◆ **Source material**:
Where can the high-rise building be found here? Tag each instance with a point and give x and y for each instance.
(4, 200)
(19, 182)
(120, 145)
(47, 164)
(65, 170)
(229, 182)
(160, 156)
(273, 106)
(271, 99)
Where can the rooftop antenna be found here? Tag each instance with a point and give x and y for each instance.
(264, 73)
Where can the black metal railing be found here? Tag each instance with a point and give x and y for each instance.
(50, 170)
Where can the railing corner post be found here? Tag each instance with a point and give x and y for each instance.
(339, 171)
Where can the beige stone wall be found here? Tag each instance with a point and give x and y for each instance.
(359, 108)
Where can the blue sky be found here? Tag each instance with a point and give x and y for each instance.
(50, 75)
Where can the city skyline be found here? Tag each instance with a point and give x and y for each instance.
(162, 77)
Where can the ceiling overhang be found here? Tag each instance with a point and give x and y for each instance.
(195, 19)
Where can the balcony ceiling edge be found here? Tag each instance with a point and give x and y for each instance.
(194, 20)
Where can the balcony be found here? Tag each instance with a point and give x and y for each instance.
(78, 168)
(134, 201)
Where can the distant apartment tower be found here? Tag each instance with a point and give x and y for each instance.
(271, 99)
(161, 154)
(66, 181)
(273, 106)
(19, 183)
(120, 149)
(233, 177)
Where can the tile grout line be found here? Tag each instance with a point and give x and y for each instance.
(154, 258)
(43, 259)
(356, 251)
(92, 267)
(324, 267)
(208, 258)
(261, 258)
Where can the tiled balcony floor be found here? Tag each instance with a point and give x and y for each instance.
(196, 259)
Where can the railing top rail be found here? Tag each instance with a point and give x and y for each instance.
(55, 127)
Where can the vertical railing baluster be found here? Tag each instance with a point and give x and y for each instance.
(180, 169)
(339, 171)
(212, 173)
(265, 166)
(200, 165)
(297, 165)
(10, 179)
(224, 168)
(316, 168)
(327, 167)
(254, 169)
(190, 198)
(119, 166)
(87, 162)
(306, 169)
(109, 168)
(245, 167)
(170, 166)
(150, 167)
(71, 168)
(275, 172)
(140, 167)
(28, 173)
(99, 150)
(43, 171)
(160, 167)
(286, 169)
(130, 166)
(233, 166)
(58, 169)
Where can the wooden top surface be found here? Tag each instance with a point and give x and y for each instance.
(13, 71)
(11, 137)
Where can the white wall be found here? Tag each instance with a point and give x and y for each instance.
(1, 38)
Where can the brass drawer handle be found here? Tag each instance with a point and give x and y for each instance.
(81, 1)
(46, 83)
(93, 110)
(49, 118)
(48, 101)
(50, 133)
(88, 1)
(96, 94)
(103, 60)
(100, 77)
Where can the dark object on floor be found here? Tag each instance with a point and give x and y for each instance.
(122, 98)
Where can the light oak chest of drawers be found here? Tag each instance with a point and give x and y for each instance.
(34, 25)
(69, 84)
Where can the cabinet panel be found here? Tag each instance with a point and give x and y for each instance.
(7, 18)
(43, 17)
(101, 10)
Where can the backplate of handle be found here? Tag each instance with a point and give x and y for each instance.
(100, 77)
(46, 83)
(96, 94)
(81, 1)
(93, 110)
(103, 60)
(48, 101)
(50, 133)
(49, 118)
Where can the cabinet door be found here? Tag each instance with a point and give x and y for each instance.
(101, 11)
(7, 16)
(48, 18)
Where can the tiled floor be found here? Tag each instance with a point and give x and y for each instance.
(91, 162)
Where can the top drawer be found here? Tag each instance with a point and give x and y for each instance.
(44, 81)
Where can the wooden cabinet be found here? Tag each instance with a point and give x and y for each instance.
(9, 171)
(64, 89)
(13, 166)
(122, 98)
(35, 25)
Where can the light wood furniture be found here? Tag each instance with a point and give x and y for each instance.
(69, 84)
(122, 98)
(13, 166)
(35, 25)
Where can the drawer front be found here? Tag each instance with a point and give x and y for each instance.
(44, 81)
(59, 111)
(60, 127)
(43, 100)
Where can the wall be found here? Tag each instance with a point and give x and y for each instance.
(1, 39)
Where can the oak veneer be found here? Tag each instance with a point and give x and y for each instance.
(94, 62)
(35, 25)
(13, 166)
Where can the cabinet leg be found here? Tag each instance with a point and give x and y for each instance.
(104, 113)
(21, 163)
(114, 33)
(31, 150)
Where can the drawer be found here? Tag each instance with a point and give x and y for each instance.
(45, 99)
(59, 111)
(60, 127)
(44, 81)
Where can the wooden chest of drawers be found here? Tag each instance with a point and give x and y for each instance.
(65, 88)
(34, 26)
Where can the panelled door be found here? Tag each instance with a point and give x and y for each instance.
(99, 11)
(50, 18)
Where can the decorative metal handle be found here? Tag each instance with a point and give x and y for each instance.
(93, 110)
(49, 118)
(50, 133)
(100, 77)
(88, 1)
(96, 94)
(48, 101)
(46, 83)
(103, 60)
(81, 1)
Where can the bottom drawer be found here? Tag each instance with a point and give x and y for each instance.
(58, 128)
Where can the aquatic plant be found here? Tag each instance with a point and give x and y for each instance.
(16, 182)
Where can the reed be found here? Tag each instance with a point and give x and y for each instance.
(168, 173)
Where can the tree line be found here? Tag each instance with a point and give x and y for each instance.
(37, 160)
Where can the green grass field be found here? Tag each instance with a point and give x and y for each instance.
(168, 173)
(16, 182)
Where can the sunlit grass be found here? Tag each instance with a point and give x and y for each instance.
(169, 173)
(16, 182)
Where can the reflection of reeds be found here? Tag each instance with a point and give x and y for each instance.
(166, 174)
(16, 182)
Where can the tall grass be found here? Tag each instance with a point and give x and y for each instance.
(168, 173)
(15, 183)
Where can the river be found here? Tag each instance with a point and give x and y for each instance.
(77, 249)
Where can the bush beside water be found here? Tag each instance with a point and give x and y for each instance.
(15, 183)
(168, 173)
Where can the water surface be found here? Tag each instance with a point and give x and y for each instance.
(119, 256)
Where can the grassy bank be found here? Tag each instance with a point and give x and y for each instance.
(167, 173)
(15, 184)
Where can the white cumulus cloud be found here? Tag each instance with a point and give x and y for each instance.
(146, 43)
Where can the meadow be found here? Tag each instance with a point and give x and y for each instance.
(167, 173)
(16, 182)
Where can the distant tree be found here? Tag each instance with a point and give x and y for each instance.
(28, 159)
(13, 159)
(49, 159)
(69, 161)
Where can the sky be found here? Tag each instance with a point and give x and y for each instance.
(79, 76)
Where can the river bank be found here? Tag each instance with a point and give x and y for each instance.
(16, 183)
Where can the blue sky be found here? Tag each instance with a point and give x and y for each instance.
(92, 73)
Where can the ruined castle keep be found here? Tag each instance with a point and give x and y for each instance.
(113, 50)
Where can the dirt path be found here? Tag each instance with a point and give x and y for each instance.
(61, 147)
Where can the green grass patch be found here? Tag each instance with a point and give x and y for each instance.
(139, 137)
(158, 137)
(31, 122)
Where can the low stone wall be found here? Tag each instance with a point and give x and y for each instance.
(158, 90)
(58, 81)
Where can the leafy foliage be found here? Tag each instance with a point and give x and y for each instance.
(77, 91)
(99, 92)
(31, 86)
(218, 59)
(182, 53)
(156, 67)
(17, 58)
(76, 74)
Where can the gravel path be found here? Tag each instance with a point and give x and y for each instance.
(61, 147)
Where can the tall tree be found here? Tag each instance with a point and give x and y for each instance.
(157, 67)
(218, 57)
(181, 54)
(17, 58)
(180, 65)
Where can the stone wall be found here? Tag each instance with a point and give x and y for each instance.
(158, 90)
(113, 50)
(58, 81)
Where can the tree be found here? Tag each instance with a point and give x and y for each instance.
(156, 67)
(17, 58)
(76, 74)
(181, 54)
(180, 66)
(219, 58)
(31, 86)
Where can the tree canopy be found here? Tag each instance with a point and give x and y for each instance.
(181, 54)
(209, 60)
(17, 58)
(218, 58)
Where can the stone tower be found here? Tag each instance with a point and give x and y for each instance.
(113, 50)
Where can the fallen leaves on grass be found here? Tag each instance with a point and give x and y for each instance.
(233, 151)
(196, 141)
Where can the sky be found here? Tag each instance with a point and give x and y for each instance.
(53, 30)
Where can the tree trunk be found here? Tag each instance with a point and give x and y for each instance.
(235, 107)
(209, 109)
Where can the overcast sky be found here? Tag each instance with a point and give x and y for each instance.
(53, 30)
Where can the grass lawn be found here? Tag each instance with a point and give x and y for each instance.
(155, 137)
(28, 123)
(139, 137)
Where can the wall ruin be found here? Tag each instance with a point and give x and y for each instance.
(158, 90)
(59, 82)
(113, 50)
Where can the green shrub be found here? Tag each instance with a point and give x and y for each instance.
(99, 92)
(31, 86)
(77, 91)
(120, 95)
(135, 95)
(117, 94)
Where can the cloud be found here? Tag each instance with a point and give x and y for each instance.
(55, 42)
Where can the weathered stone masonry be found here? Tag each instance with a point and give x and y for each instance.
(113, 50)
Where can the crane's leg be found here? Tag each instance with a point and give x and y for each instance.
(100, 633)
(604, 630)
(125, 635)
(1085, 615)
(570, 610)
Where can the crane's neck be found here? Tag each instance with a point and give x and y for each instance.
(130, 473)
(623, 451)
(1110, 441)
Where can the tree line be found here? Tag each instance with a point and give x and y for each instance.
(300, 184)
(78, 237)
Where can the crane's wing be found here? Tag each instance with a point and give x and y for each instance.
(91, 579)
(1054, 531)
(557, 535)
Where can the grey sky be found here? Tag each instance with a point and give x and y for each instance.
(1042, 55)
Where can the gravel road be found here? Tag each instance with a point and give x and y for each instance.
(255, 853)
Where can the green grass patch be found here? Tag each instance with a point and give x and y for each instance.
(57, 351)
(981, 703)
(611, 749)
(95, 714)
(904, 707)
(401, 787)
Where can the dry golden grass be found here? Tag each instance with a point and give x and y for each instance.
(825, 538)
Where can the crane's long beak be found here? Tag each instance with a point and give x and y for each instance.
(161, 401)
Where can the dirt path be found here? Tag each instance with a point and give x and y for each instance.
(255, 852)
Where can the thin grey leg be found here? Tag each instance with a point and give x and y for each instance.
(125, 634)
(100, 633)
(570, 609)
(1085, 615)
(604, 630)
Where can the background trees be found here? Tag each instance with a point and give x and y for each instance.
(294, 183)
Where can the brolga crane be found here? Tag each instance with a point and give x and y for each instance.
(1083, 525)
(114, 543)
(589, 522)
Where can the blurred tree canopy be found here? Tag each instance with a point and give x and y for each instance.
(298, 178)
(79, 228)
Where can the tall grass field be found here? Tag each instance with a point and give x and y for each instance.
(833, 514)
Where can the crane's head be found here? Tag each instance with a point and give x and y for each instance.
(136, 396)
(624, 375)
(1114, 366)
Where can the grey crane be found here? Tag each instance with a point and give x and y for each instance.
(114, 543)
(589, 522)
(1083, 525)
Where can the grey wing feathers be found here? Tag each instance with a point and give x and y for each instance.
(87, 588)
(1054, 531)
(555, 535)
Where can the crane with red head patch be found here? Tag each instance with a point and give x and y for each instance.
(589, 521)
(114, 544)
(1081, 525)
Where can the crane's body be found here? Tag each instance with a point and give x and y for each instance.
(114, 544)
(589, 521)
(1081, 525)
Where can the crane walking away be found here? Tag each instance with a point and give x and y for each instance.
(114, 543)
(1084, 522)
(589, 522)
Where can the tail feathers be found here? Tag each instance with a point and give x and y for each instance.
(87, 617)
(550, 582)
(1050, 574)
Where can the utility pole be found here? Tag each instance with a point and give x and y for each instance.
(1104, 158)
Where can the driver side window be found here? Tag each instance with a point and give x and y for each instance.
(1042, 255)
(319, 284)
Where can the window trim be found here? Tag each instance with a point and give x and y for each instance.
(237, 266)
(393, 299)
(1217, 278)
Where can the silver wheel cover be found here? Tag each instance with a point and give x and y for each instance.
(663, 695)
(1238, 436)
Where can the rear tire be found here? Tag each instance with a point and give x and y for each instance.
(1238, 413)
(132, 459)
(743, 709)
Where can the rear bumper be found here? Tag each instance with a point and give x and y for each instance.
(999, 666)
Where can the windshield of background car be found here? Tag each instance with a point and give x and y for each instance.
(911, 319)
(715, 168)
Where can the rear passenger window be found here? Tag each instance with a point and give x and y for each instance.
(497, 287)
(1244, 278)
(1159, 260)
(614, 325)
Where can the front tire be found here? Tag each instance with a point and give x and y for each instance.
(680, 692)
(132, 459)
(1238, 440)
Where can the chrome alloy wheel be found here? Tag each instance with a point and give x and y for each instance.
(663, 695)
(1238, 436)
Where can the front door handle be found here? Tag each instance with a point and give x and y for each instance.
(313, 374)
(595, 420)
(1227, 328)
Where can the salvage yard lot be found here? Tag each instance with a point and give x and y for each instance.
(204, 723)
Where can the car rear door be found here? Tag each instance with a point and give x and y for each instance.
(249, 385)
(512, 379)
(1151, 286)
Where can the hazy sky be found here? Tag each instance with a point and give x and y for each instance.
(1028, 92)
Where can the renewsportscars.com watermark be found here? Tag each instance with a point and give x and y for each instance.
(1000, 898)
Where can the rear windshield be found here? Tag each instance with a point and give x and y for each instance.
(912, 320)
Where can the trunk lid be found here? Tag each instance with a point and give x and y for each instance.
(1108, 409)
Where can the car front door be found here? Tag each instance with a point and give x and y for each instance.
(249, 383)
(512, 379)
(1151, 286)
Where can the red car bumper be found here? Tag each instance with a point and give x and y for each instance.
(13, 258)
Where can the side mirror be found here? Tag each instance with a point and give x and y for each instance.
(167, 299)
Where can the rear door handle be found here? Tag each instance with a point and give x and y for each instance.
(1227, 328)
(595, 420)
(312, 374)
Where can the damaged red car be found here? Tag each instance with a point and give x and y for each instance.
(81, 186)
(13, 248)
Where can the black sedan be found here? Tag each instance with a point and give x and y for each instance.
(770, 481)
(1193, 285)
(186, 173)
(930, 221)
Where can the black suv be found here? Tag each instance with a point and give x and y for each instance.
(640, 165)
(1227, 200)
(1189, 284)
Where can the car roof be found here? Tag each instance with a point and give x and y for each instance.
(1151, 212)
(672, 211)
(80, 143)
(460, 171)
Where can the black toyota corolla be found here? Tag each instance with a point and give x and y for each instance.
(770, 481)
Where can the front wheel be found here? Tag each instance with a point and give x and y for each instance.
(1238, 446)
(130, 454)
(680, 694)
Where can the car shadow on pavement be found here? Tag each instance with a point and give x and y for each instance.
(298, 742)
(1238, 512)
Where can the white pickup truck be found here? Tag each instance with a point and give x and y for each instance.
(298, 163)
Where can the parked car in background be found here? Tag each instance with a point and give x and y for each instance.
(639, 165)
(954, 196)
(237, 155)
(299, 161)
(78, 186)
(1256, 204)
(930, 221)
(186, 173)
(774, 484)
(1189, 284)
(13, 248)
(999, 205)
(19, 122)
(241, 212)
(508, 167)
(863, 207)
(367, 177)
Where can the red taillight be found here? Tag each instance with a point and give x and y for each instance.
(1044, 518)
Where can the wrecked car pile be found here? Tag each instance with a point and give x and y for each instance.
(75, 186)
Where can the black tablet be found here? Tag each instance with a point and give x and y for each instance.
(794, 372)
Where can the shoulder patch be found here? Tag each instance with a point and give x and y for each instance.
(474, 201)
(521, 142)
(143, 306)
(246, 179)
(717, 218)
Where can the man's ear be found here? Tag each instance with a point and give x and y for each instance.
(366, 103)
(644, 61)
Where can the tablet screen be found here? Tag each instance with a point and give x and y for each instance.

◆ **Exercise directions**: Only the lines from the one containing "Where can the wrecked" through the last line of the records above are to be reproduced, exactly and with both ends included.

◆ **Exercise output**:
Where can the wrecked car pile be found here? Tag each instance with a point and give x and y for each instance.
(75, 186)
Where can the black tablet be found here? Tag each instance with a point and give x and y for each instance.
(794, 372)
Where can the shoulder patch be found here? Tag each instance with a point and give x and y for each instance.
(474, 201)
(521, 142)
(143, 306)
(246, 179)
(717, 218)
Where can the man's ear be found here? Tag each instance with a point and give x and y for each instance.
(366, 103)
(644, 61)
Where can the tablet screen be found here? Tag each instance with a point and give x and y for each instance.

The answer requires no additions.